Parker HCA Lab members at the ISHLT 2024 conference in Prague

How to Apply

Dr. Parker and the HCA lab welcome applications from interested students or post-doctoral fellows on a rolling basis. To express interest, please email:

Include your CV, a brief description of your research interests, and any relevant experience.

Post-doctoral fellowship positions

The HCA Lab seeks MD or PhD post-doctoral fellows with training in healthcare data science, health policy, health services research, critical care medicine, transplantation, or medical ethics. Formal training opportunities include:

  1. The Siegler Clinical Medical Ethics fellowship
  2. Formal coursework in the Public Health Sciences and throughout the University of Chicago as an at-large graduate student
  3. T32 project development and grantwriting course

Direct T32 training grant funding is also available for qualified applicants. Fellows will be expected to apply for F or K level awards in the first year of their fellowship. Compensation in the Biological Sciences Division follows the NIH NRSA Stipend scale. Additional information on benefits and being a postdoc in the University of Chicago Biological Sciences Division can be found at bsdpostdoc.uchicago.edu.

CLIF post-doctoral fellowship

We are seeking a postdoctoral researcher to work on carrying out data science research studies for the Common Longitudinal ICU data Format (CLIF) consortium. CLIF is a common data format for privacy-preserving federated critical care research developed by the CLIF consortium. The consortium is comprised of critical care clinicians and data scientists from 12 health systems who work collaboratively to execute a wide range of observational critical care electronic health record (EHR) studies, including Dr. William F. Parker’s R01 projects on crisis standards of care and organ allocation. However, CLIF post-doctoral fellows will be free to pursue any high impact question they are interested in using CLIF.

Organ allocation post-doctoral fellowship

The HCA lab is seeking post-doctoral fellows with a specific focus on designing and evaluating organ allocation policy. Applicants from broad backgrounds (e.g. clinical transplantation fellows, health services research PhDs) are encouraged to apply. Data sources will include national transplant registries (SRTR and OPTN data) as well as emerging real-world EHR data sources.

**Material shown:**
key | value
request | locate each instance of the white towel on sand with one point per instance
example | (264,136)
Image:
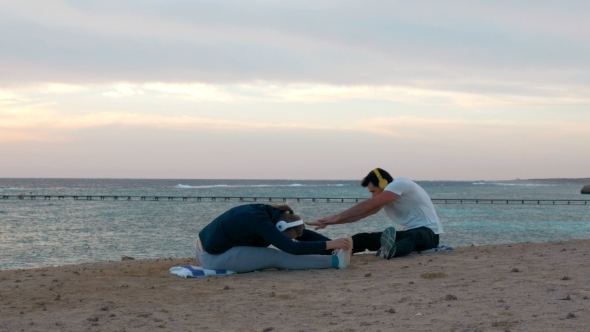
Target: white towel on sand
(188,271)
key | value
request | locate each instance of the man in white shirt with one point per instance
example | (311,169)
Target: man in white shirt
(406,204)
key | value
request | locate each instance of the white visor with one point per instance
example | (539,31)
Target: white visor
(283,225)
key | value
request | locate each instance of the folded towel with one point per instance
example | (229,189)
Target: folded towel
(187,271)
(440,248)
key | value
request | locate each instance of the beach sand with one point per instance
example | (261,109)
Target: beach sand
(518,287)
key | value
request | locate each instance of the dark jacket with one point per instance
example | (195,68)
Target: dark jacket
(254,225)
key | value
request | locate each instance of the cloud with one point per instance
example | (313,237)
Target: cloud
(123,90)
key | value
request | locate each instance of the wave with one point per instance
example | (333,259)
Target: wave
(185,186)
(513,184)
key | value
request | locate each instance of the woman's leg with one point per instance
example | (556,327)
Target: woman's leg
(248,259)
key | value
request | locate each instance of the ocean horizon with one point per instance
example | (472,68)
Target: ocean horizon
(40,232)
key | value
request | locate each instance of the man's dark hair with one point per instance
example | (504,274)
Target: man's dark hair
(372,178)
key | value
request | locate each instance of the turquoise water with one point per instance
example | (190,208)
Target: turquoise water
(36,233)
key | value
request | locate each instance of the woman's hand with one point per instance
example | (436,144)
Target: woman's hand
(341,243)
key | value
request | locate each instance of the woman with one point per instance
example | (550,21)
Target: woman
(238,240)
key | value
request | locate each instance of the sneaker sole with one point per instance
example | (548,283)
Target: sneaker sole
(387,249)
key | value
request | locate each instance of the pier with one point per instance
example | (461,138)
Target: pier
(246,199)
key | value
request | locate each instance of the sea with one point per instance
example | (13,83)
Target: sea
(53,232)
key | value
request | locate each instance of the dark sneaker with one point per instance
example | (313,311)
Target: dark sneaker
(387,249)
(343,258)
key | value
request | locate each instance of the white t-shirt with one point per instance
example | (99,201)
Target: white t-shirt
(413,208)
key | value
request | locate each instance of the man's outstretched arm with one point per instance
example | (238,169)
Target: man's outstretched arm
(358,211)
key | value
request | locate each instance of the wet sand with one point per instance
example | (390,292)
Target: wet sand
(518,287)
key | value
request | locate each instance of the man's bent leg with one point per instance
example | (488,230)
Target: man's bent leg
(366,241)
(417,239)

**Task statement:**
Carry on the page about applying to the HCA Lab, starting after its last sentence. The records have no connection to the text.

**Output of the exercise:**
Undergraduate or Medical Student Research Rotation

We welcome undergraduate and medical students seeking experience in biostatistical research, particularly regarding organ allocation and healthcare resource distribution. Students in the lab conduct analysis of patient health data, create data visualizations, and co-author conference presentations and manuscripts.

What You’ll Do

  • Analyze large-scale patient health datasets using R or similar tools
  • Create data visualizations for research findings
  • Co-author and potentially first-author conference presentations and manuscripts
  • Contribute to ongoing research in organ allocation, crisis standards of care, or scarce therapeutics

Requirements

  • Basic statistics knowledge preferred
  • Experience with data analysis software (R or similar) preferred
  • Minimum 3-month commitment, ideally longer

Why Join

The lab has a strong track record of publishing work first-authored by medical students and preparing them for competitive residency programs. Successful participants develop advanced biostatistics skills, gain experience with real-world transplant and critical care datasets, and strengthen their academic portfolios. Undergraduates gain valuable experience in data science and have opportunities to contribute in co-author roles to manuscripts.